§ What this task involves: Rewrite every line of the records below as a single numbered list, omitting blank lines and leaving the pictures out.

§ Record extracts:
━━━━━━━━━━

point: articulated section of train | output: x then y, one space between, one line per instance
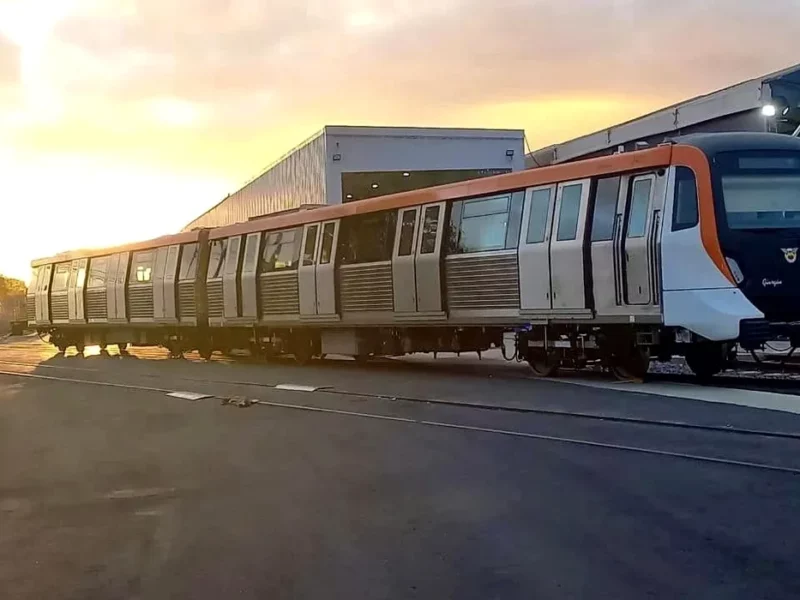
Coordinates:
688 248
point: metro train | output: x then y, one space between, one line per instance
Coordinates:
683 249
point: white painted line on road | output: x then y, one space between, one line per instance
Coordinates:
750 398
189 395
294 387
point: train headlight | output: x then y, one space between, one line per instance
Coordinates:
738 276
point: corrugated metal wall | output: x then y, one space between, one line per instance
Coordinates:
298 178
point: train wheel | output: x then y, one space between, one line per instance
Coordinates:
543 364
631 364
706 360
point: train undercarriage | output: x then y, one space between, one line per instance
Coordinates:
625 351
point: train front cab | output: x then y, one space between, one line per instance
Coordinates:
729 256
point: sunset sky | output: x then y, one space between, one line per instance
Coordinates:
124 119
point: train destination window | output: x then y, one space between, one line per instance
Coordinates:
328 231
408 222
142 266
640 201
190 254
311 245
281 251
605 209
537 218
61 277
685 210
569 212
486 224
367 238
98 272
216 261
430 227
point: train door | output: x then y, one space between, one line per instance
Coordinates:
428 262
230 278
404 273
637 243
120 286
159 269
306 270
534 249
325 272
42 303
249 296
566 246
607 211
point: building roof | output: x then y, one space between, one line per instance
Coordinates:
744 96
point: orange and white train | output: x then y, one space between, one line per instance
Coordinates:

━━━━━━━━━━

§ Result below:
1. point: articulated section of train | output: x then y, one space between, one line per instance
2. Coordinates:
3. 688 248
4. point: metro train | output: x then y, one space between, one line per instance
5. Coordinates:
6. 683 249
7. point: white painted line on road | output: x then y, one space between, one line per instance
8. Coordinates:
9. 750 398
10. 189 395
11. 294 387
12. point: train headlight | output: x then y, one space between, one line per instance
13. Coordinates:
14. 738 276
15. point: corrugated metal wall | output: x then y, one space between, one line per instance
16. Coordinates:
17. 298 178
18. point: train wheel | output: x then y, one space between, one line per instance
19. Coordinates:
20. 543 364
21. 631 364
22. 706 360
23. point: train undercarriage | output: x then y, one space between, one line per instance
24. Coordinates:
25. 625 351
26. point: train front cab | output: x then y, one space between, one line per instance
27. Coordinates:
28. 729 256
29. point: sunset sky | output: x then y, one space between, one line per instance
30. Coordinates:
31. 124 119
32. point: train destination window | output: x then y, one space between, one line per instance
33. Coordinates:
34. 328 231
35. 408 222
36. 142 266
37. 640 201
38. 190 254
39. 311 245
40. 281 251
41. 605 209
42. 537 218
43. 61 277
44. 685 210
45. 569 212
46. 486 224
47. 367 238
48. 98 272
49. 216 261
50. 430 227
51. point: train door | output: x then y, one space between, one line per instance
52. Coordinates:
53. 428 262
54. 230 278
55. 404 273
56. 637 243
57. 120 286
58. 159 269
59. 306 270
60. 534 249
61. 325 272
62. 42 303
63. 249 296
64. 566 246
65. 607 211
66. point: building roof | output: x then y, one space between, one line per instance
67. Coordinates:
68. 744 96
69. point: orange and white train | output: x then y, one space between, one line per instance
70. Coordinates:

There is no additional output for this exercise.